--- Start of Data supplied ---
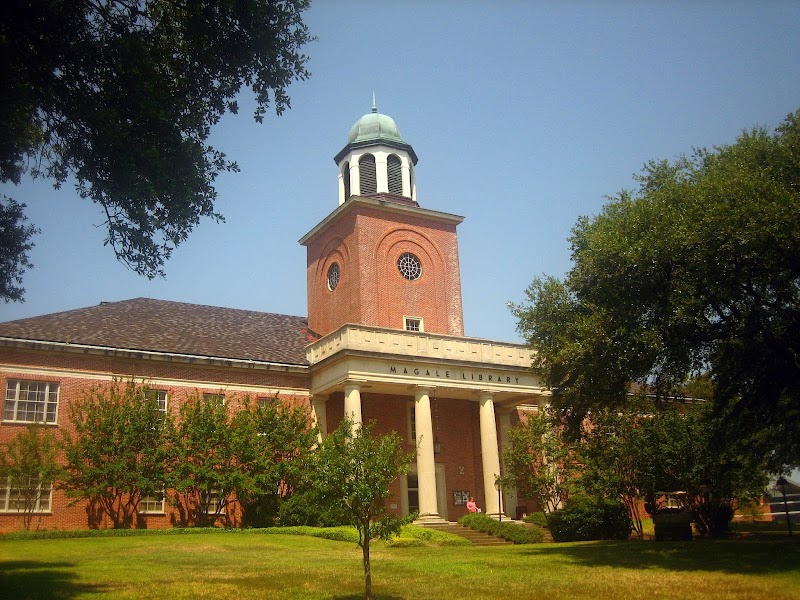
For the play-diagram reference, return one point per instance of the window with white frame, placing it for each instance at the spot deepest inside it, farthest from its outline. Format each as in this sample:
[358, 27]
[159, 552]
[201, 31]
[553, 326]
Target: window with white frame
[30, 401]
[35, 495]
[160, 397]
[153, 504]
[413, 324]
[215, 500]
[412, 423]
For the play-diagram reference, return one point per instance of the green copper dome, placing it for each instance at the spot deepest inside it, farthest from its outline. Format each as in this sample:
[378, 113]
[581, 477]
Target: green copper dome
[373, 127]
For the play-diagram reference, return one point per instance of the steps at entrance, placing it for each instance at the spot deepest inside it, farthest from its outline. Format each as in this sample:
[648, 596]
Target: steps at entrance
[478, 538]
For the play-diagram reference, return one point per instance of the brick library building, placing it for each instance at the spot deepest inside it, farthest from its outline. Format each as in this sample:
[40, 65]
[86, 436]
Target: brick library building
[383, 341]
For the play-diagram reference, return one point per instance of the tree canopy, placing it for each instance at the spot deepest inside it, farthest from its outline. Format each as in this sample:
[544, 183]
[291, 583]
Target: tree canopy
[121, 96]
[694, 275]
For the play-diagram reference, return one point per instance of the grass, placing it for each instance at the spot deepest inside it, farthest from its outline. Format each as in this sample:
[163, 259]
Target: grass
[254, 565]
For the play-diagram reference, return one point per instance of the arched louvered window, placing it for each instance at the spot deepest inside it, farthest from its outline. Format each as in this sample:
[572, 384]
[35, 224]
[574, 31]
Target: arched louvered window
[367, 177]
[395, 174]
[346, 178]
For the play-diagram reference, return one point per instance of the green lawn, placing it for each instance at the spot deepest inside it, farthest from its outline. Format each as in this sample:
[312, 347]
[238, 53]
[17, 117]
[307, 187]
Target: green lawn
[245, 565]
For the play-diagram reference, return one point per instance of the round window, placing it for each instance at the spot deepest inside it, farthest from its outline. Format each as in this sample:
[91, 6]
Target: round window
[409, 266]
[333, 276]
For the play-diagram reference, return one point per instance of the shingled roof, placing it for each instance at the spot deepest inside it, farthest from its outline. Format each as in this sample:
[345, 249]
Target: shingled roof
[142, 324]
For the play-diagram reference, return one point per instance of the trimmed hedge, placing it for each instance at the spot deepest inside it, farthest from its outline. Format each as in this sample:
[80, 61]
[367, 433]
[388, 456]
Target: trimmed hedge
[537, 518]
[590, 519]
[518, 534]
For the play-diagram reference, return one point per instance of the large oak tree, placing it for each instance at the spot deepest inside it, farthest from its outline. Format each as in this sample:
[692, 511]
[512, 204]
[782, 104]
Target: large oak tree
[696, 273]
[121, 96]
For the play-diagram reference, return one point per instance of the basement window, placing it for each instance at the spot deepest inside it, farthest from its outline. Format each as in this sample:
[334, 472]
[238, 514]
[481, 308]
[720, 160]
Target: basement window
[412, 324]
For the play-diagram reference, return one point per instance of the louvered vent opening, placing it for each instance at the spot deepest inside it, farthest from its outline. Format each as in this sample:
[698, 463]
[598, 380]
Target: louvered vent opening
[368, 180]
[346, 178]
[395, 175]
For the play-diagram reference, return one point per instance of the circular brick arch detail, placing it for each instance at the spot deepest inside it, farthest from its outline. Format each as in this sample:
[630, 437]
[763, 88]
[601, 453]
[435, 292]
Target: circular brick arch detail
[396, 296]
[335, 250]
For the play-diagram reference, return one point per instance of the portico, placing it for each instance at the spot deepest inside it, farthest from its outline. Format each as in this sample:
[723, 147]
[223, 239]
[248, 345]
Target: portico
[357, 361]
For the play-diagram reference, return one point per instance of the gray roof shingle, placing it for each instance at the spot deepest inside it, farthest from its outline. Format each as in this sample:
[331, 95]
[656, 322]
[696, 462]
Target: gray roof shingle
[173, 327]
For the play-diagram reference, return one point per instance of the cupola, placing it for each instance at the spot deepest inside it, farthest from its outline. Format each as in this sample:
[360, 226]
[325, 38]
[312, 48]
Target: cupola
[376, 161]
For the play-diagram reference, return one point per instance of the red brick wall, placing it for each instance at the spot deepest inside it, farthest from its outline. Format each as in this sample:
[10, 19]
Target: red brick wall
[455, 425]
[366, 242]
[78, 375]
--- End of Data supplied ---
→ Written problem: Reproduce the listing from the line containing "the cupola, placing" through the end, requests included, but scale each answer point coordinate by 1.2 and round it to a whole number, rounding halves up. Leave the requests and their format samples unchanged.

→ Result:
For the play-diagram reference, return one point per instance of the cupola, placing it for each instance at the spot deepest inside it, farthest from its outline. Format each as in this sample:
[360, 226]
[325, 38]
[312, 48]
Target: cupola
[451, 193]
For the play-diagram reference, return one point per instance of the red brick wall, placing it for each instance at the spot deepest inside it, farthest from its outline. Format each as in this sample:
[10, 19]
Target: red brick wall
[546, 510]
[439, 290]
[94, 450]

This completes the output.